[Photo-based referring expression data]

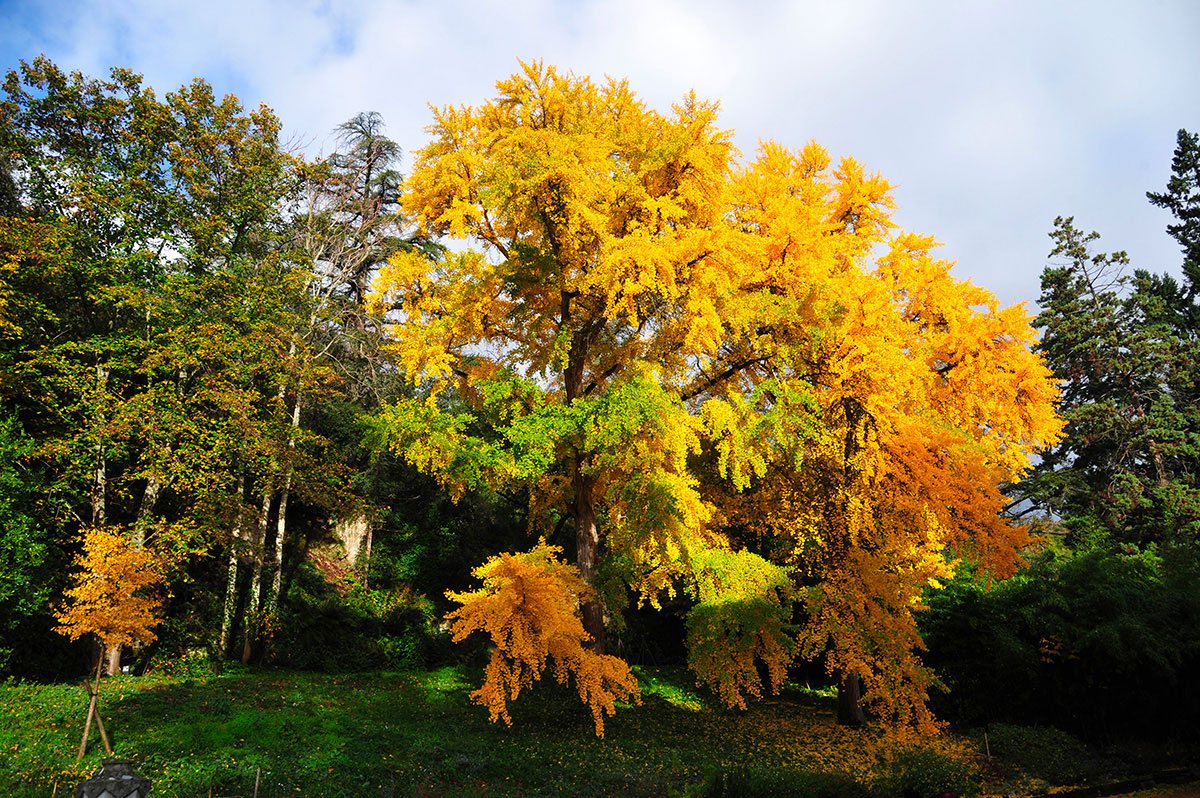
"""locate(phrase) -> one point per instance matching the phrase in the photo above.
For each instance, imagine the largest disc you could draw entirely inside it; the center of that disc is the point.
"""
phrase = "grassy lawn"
(418, 735)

AIM OF THE EXERCISE: Without the pictures, copy all of the entries exactly as they appear.

EXERCISE SOLUTION:
"""locate(phrase) -> one point per instance matching the phrase in the photo above.
For each instance, imagine the largest disc you could draw entirely inside it; the center of that disc is the point.
"""
phrase = "grassy lawn"
(418, 735)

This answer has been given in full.